[Records from a collection]
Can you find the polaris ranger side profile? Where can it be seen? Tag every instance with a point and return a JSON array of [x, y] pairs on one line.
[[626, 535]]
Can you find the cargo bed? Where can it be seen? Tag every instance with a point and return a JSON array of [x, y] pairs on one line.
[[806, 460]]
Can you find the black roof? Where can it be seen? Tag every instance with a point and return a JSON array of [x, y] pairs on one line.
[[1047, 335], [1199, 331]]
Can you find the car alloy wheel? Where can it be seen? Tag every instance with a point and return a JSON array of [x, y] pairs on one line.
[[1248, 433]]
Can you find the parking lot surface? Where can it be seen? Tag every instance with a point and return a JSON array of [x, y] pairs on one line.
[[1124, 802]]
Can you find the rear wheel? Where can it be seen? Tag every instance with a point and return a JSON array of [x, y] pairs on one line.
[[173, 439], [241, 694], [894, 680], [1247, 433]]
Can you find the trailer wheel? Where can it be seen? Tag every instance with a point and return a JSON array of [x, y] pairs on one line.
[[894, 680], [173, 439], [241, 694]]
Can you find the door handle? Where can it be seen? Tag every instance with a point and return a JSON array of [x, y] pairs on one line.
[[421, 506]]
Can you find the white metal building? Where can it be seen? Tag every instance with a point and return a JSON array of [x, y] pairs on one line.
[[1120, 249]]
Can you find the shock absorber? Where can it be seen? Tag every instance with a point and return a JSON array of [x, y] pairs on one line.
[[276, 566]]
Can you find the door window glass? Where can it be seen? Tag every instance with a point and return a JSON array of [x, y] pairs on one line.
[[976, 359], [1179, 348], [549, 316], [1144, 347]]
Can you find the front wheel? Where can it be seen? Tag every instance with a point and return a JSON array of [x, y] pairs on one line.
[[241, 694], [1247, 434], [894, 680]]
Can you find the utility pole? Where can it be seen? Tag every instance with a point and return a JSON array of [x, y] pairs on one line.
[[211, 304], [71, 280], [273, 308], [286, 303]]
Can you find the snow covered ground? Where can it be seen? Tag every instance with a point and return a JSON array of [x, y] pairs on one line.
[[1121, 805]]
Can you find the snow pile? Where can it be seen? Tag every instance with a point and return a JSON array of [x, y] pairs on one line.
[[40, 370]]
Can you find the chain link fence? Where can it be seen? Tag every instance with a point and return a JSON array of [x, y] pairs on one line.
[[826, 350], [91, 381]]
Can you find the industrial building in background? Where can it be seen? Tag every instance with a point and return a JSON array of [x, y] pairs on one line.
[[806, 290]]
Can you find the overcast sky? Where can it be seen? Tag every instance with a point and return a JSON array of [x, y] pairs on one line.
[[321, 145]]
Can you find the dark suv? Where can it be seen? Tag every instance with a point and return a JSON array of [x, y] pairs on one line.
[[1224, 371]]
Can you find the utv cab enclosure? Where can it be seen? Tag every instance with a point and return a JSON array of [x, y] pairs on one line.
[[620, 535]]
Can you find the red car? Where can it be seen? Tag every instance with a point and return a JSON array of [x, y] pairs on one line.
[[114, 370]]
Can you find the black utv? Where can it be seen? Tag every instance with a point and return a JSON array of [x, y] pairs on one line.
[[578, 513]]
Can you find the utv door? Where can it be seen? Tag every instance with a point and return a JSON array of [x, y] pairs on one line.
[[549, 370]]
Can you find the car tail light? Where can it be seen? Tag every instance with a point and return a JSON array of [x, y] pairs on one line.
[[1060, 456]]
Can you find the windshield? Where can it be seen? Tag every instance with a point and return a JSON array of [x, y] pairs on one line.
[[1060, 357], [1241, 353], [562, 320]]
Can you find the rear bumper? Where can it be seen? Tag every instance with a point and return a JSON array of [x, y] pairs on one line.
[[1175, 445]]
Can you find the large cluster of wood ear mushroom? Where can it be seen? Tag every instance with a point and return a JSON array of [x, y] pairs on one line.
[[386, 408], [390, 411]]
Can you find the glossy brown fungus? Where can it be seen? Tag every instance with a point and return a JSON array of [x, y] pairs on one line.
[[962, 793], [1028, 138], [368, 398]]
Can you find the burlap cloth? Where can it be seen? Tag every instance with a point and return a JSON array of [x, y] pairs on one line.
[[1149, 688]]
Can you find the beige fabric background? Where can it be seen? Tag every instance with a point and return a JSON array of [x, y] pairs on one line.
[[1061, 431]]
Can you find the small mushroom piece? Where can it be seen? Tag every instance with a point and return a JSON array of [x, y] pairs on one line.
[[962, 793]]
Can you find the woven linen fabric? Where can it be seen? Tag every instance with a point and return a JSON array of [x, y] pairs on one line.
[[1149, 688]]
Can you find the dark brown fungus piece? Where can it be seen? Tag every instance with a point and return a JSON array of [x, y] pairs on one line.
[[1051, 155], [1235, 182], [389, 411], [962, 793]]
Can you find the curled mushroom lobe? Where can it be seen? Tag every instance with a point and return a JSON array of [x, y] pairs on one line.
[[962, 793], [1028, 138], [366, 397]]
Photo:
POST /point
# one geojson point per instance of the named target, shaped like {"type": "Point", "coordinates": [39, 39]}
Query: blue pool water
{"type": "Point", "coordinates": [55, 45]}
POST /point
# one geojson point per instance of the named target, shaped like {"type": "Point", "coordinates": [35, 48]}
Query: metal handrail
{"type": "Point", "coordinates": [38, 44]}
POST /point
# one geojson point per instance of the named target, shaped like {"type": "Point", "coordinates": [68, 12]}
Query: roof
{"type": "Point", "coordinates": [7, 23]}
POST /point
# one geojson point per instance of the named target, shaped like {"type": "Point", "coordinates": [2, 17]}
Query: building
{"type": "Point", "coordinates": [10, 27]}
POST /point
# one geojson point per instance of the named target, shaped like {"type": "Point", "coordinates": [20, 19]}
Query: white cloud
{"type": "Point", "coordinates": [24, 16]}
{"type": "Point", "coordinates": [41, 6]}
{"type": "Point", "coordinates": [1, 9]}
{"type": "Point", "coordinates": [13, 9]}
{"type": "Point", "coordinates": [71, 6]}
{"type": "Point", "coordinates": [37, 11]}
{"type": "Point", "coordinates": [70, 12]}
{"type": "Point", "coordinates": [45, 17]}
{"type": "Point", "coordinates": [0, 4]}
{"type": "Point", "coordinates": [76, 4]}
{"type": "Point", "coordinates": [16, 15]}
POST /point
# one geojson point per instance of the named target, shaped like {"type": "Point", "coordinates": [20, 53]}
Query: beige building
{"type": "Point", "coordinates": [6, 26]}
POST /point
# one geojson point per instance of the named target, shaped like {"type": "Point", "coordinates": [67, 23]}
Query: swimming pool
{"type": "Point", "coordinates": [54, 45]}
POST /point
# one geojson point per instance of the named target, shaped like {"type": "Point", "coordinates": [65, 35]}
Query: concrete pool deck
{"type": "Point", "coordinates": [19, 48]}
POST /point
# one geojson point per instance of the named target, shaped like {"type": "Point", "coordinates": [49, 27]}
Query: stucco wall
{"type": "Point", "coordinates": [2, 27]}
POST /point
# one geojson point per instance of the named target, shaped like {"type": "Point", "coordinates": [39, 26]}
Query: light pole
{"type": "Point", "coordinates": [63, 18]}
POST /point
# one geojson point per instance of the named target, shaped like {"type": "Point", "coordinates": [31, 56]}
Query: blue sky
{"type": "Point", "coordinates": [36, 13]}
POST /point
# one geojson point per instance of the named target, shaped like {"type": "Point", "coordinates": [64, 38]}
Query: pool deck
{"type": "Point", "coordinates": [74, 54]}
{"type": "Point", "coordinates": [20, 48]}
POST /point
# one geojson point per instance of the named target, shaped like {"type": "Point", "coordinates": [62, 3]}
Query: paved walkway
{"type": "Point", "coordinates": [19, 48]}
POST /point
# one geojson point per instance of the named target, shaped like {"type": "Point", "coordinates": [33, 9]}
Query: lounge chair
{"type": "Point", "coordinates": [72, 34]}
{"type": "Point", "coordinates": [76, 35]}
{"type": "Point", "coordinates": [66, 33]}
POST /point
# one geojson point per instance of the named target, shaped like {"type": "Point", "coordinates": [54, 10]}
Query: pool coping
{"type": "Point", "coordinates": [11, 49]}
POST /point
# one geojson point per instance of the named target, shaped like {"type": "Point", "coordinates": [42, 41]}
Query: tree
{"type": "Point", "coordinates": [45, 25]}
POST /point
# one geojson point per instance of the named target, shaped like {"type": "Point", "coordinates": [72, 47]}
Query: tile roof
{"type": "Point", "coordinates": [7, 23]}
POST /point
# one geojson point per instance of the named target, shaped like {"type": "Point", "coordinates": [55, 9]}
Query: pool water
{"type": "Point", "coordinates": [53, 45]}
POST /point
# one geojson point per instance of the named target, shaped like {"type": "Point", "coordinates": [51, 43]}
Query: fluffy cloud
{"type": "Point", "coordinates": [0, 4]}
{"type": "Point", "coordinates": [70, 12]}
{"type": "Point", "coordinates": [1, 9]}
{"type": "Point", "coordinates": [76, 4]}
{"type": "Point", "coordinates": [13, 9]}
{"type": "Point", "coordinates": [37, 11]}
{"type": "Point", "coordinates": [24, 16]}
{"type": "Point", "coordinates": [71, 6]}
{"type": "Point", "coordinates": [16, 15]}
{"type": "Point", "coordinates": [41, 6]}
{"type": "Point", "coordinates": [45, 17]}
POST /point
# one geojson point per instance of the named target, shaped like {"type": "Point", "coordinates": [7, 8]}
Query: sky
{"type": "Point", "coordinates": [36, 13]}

What is asked —
Copy out the lines of the records verbatim, starting at the line containing "Can you find the front" and ending at the line containing "[[1121, 805]]", with both of those lines included.

Answer to the exercise —
Can you find the front wheel? Where can it be seen? Tag every instance with a point and return a JSON array of [x, y] pairs on one line.
[[241, 694], [1247, 434], [894, 680]]
Can you find the utility pole? Where can it be seen? Tag every instance with a point and return a JSON array of [x, y] pairs on one line.
[[211, 304], [71, 280], [273, 308], [286, 303]]
Can you find the snow covered ground? Where can it be seen? Tag every instance with a point and return a JSON array of [x, y] pairs on one line.
[[1121, 805]]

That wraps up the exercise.